→ **Set problem A**
Reproduce the stretch of the records from the line containing "Where can the weather" through the line containing "pixel 419 434", word for word.

→ **Reading text**
Why has the EU - which professes to be a Union of democracies committed to rule of law values - allowed autocratic regimes to emerge in its midst? Can the EU escape the autocracy trap it has created for itself?

The European Union has long presented itself as a Union of democratic states based on the rule of law and other common democratic values. Recent EU initiatives designed to defend democracy in the Union - like the Democracy Shield - depict the threats as mostly external, stemming from dangers like foreign election interference. However, the greatest threats to democratic values in the EU - and indeed to the functioning of the Union itself - stem not from external threats, but from the rise of autocratic member state governments such as Hungary’s.  The EU’s failure to stem the rise of autocratic member governments poisons the European Union from within. Using the metaphor of the "Upside Down" from the Netflix series Stranger Things, this talk explores the phenomenon of democratic backsliding as a parasitic dimension growing within the very fabric of the Union. This parasitic, upside down dimension draws on the rightside-up, democratic EU’s resources in an effort to dismantle and supplant it.


R. Daniel Kelemen is McCourt Chair at the McCourt School of Public Policy. He is also Professor of Law (by courtesy) at Georgetown Law. Kelemen has published widely on the politics and law of the European Union, comparative politics and law, and comparative public policy. Prior to joining Georgetown University, Kelemen was Professor of Political Science and Law at Rutgers University. He also served as Chair of the Department of Political Science and Director of the Center for European Studies at Rutgers. Prior to Rutgers, Kelemen was Fellow in Politics at Lincoln College, University of Oxford. Kelemen is a Senior Associate (Non-Resident), in the Europe, Russia, and Eurasia Program at the Center for Strategic and International Studies (CSIS). He is also a member of the Council on Foreign Relations, and a member of the Executive Committee of the European Union Studies Association. Kelemen comments regularly on EU affairs for European and American media. He was educated at UC Berkeley (A.B. in Sociology) and Stanford (M.A. and Ph.D. in Political Science).

→ **Data for the task**

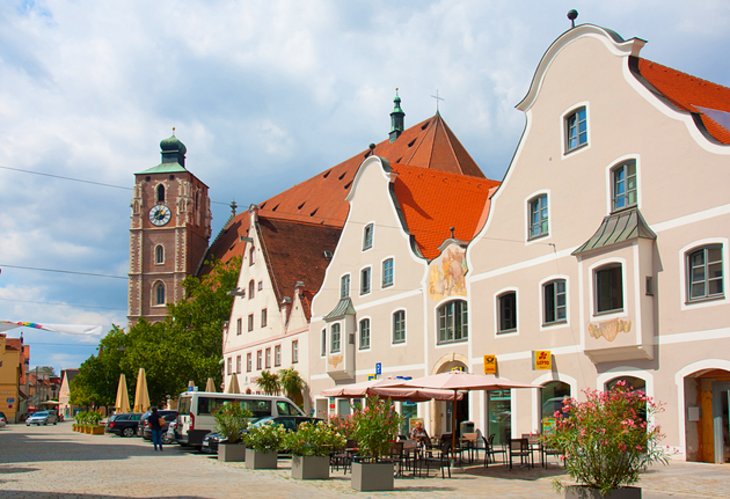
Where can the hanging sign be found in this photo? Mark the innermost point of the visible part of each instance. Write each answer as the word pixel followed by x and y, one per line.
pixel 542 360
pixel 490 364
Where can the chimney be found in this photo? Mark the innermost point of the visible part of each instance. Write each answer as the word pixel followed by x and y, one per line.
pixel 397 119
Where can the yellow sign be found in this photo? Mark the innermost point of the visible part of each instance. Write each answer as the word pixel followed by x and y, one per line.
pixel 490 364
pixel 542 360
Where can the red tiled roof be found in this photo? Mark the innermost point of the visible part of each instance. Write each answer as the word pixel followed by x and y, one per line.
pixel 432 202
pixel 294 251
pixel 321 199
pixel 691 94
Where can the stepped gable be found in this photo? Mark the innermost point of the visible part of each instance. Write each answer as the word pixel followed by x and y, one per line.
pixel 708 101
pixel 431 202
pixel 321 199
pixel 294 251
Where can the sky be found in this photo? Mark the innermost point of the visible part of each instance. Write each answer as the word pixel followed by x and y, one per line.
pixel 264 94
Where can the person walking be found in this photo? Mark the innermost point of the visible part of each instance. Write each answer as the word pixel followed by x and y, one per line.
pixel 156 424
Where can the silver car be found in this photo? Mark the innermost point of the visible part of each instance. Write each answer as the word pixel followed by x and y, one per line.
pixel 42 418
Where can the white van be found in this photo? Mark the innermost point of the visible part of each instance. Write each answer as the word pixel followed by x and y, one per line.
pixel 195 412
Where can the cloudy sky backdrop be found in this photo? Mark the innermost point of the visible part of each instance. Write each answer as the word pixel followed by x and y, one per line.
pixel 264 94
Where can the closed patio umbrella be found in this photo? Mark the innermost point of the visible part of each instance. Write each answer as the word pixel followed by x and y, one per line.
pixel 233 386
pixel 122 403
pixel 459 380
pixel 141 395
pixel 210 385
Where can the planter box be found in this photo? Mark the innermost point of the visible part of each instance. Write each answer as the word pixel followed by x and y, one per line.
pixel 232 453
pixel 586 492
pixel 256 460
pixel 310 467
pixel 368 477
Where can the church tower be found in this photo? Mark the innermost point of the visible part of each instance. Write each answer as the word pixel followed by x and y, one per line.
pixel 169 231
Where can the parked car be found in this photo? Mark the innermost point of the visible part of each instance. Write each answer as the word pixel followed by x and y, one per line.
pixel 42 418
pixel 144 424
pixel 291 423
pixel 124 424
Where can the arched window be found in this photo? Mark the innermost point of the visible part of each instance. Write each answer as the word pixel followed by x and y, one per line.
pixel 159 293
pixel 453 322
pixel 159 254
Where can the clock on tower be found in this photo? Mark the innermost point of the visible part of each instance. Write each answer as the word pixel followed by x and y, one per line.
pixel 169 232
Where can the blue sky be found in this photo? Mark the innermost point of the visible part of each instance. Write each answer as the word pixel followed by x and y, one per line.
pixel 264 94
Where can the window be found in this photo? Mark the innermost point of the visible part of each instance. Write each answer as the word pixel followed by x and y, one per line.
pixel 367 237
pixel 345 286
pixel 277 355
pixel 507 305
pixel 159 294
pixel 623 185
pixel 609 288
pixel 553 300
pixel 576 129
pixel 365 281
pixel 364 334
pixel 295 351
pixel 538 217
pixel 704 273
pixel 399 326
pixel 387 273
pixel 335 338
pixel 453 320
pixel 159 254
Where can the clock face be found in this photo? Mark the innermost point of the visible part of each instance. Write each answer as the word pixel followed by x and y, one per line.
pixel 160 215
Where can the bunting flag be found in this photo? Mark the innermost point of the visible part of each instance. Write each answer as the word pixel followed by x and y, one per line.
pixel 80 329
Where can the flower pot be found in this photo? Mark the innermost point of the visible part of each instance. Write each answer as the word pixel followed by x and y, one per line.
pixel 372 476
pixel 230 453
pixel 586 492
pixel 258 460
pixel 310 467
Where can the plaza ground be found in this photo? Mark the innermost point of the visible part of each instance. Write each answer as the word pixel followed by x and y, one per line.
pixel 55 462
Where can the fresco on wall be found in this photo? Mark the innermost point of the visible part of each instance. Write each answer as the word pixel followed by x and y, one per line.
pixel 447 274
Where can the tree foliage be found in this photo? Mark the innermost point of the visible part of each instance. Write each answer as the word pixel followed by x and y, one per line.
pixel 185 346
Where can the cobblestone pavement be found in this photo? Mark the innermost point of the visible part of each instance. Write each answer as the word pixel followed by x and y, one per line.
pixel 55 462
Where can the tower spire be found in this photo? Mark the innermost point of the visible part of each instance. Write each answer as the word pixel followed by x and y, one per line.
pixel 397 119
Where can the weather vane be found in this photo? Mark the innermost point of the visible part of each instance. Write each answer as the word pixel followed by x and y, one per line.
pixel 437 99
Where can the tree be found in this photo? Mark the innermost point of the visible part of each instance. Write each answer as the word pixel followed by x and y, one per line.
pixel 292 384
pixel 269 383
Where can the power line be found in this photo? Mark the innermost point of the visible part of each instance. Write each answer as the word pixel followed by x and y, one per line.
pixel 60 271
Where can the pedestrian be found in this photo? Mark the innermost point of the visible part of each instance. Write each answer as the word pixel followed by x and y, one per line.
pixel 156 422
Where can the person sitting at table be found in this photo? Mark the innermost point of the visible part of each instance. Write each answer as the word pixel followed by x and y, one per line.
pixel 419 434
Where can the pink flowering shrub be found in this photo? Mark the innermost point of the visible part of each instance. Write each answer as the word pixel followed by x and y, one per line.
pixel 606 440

→ **Set problem B**
Write out the entire text on the EU's autocracy trap word for word.

→ **Correct output A**
Where can the weather vane be found in this photo? Mark the innermost point of the visible part of each instance. Write each answer as the word pixel followed by x and y, one per line.
pixel 437 99
Where can the tree be found in this photo? Mark the innermost point of the visible part of each instance. Write each answer as the word pixel followed by x and y, one per line.
pixel 292 384
pixel 269 383
Where can the power line be found in this photo? Mark the innermost point of the visible part of each instance. Write each answer as the word pixel followed by x and y, one per line.
pixel 60 271
Where can the pedestrian be found in this photo? Mark the innermost point of the visible part of each instance. Write each answer as the word pixel followed by x and y, one per line.
pixel 156 422
Where can the person sitting at table be found in this photo? Mark the innermost point of the visible part of each instance. Write each answer as the word pixel followed by x and y, one per line.
pixel 419 434

→ **Correct output B**
Why has the EU - which professes to be a Union of democracies committed to rule of law values - allowed autocratic regimes to emerge in its midst? Can the EU escape the autocracy trap it has created for itself?

The European Union has long presented itself as a Union of democratic states based on the rule of law and other common democratic values. Recent EU initiatives designed to defend democracy in the Union - like the Democracy Shield - depict the threats as mostly external, stemming from dangers like foreign election interference. However, the greatest threats to democratic values in the EU - and indeed to the functioning of the Union itself - stem not from external threats, but from the rise of autocratic member state governments such as Hungary’s.  The EU’s failure to stem the rise of autocratic member governments poisons the European Union from within. Using the metaphor of the "Upside Down" from the Netflix series Stranger Things, this talk explores the phenomenon of democratic backsliding as a parasitic dimension growing within the very fabric of the Union. This parasitic, upside down dimension draws on the rightside-up, democratic EU’s resources in an effort to dismantle and supplant it.


R. Daniel Kelemen is McCourt Chair at the McCourt School of Public Policy. He is also Professor of Law (by courtesy) at Georgetown Law. Kelemen has published widely on the politics and law of the European Union, comparative politics and law, and comparative public policy. Prior to joining Georgetown University, Kelemen was Professor of Political Science and Law at Rutgers University. He also served as Chair of the Department of Political Science and Director of the Center for European Studies at Rutgers. Prior to Rutgers, Kelemen was Fellow in Politics at Lincoln College, University of Oxford. Kelemen is a Senior Associate (Non-Resident), in the Europe, Russia, and Eurasia Program at the Center for Strategic and International Studies (CSIS). He is also a member of the Council on Foreign Relations, and a member of the Executive Committee of the European Union Studies Association. Kelemen comments regularly on EU affairs for European and American media. He was educated at UC Berkeley (A.B. in Sociology) and Stanford (M.A. and Ph.D. in Political Science).